_OBJECTIF VISÉ A_
Mets à jour le texte sur le mariage des mineurs, tout ce qui va de « Publié le : 09/11/2022 » jusqu’à « juste ‘l’amour inconditionnel’. », en remplaçant « consentements » par « engagements ».

Le mariage du mineur, atteinte ou affranchissement ?

Le mariage du mineur, atteinte ou affranchissement ?

Publié le : 09/11/2022 09 novembre nov. 11 2022



L’âge n’est pas important à moins que vous soyez du vin… ou vous voulez vous marier. Le mariage est un échange de consentements qui – en principe – lie des personnes pour le reste de leurs vies. En apportant non seulement des conséquences civiles, mais aussi juridiques, financières, etc., il s’agit d’un vœu exigeant beaucoup plus que juste ‘l’amour inconditionnel’.

Avec ces considérations en tête, il semble être juste comme suite logique que les mineurs ne peuvent pas convoler. Parce que ne dit-on pas toujours que l’impulsivité et l’idéalisme sont des éléments inextricablement liés au caractère des jeunes ? Cela n’implique aucun reproche, en fait, la naïveté juvénile est quelque chose dont la plupart des adultes peuvent avoir un peu plus. Mais ne peut-on pas supposer qu’à cause de cette naïveté, les jeunes ne sont pas capables de prendre de telles décisions si déterminantes ? Et pour les mariages forcés ?

Grâce à l’interdiction du mariage mineur, les jeunes se trouvent protégés contre eux-mêmes et la pression externe possible. Mais cette interdiction soulève la question du droit de liberté du mariage. Un droit où l’on peut trouver le socle dans le droit fondamental à la vie privée et familiale qui est consacré dans la Convention Européenne des Droits de l’Homme de 1789.

L’équilibre délicat entre d’une part l’interdiction du mariage du mineur – qui semble être une prohibition de principe – et d’autre part l’application de la liberté de se marier, fait surgi une problématique dont la question principale concerne la primauté entre ces deux droits fondamentaux eux-mêmes. Peut-on alors considérer que l’interdiction du mariage du mineur a toujours primauté sur le droit de la liberté de se marier ?

I.    L’amour ne connaît pas d’âge, le mariage oui

L’interdiction de principe de convoler avant l’âge nubile ne semble plus si fondamentale lorsque d’autres droits fondamentaux entrent en scène : le mariage du mineur est considéré comme une prohibition de principe, mais la justification principale de cette interdiction – à savoir la protection des mineurs – porte atteinte au caractère absolu de cette interdiction.

A)    Le mariage du mineur, une interdiction principale

Le mariage peut être décrit comme un échange de consentements entre deux personnes en vue de créer entre elles une union dont la loi civile règle impérativement les conditions, les effets et la dissolution.

_OBJECTIF VISÉ B_
Compte les lignes des enregistrements où figure le mot « sits », et donne uniquement ce nombre.

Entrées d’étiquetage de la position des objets

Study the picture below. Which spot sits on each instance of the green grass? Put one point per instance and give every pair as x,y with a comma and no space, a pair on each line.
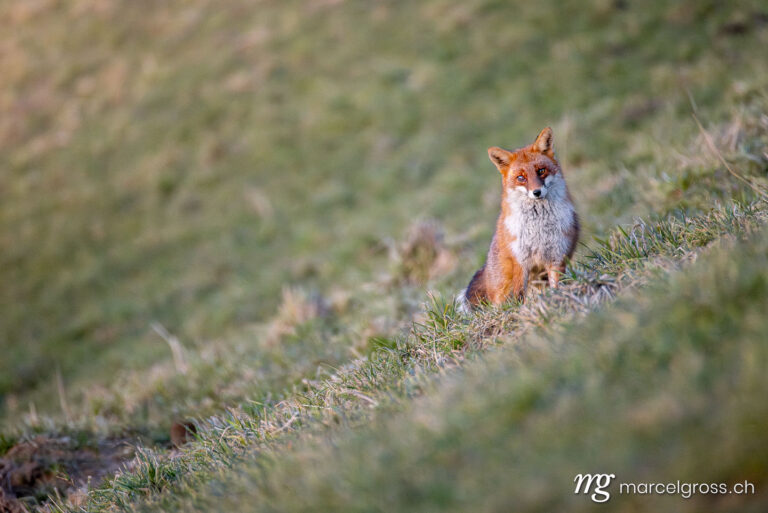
273,191
180,163
403,430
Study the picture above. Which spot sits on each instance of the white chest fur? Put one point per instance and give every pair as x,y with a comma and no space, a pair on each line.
540,227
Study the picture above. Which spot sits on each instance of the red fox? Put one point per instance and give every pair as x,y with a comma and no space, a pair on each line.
536,231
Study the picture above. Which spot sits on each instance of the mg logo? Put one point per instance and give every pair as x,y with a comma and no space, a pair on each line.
597,483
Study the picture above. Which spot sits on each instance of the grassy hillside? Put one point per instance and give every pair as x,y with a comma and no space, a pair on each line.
180,163
243,208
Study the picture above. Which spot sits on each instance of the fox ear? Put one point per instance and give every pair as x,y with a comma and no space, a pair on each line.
500,157
543,142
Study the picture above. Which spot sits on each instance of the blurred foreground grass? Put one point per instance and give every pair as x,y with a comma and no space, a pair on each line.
274,187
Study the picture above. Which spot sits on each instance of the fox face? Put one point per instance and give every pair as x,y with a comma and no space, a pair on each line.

_RÉSULTAT DE L’EXERCICE A_
Publié le : 09/11/2022 09 novembre nov. 11 2022



L’âge n’est pas important à moins que vous soyez du vin… ou vous voulez vous marier. Le mariage est un échange de engagements qui – en principe – lie des personnes pour le reste de leurs vies. En apportant non seulement des conséquences civiles, mais aussi juridiques, financières, etc., il s’agit d’un vœu exigeant beaucoup plus que juste ‘l’amour inconditionnel’.

_RÉSULTAT DE L’EXERCICE B_
8